## start

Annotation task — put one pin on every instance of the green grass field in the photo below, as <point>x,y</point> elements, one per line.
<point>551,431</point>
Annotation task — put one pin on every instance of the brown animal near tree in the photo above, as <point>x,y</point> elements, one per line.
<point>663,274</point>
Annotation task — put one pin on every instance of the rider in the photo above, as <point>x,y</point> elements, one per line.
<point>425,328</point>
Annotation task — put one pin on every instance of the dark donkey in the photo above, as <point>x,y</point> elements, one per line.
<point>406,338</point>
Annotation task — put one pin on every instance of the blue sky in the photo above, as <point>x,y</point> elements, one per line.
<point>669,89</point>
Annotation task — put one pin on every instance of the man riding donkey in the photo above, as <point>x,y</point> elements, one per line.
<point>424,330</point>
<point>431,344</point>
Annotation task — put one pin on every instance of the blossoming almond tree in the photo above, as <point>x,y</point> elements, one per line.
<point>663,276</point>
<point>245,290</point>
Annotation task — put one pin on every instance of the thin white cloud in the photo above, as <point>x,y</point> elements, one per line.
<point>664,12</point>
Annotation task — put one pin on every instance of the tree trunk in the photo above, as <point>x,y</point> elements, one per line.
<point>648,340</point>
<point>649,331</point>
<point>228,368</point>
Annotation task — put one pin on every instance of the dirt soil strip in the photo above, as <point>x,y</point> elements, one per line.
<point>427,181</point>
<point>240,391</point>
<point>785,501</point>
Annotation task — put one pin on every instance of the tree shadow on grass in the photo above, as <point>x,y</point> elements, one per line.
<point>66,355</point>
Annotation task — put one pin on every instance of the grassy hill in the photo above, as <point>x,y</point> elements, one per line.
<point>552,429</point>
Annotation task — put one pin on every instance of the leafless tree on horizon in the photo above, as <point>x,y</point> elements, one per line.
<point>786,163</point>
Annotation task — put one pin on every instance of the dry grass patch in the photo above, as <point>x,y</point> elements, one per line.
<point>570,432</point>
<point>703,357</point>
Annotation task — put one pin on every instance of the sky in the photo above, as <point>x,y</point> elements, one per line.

## end

_Task to complete_. Can you write out the listing again, beginning with the line containing "of the leafless" and continuing through the line containing "<point>786,163</point>", both included and nothing else, with the request lines left unchanged? In the answer points, multiply each coordinate by 1.6 and round it to a whole number, with halves rounding up.

_Full answer_.
Annotation task — put one pin on every instance of the leafless tree on horizon in the photo above, as <point>x,y</point> elements, one per line.
<point>1258,261</point>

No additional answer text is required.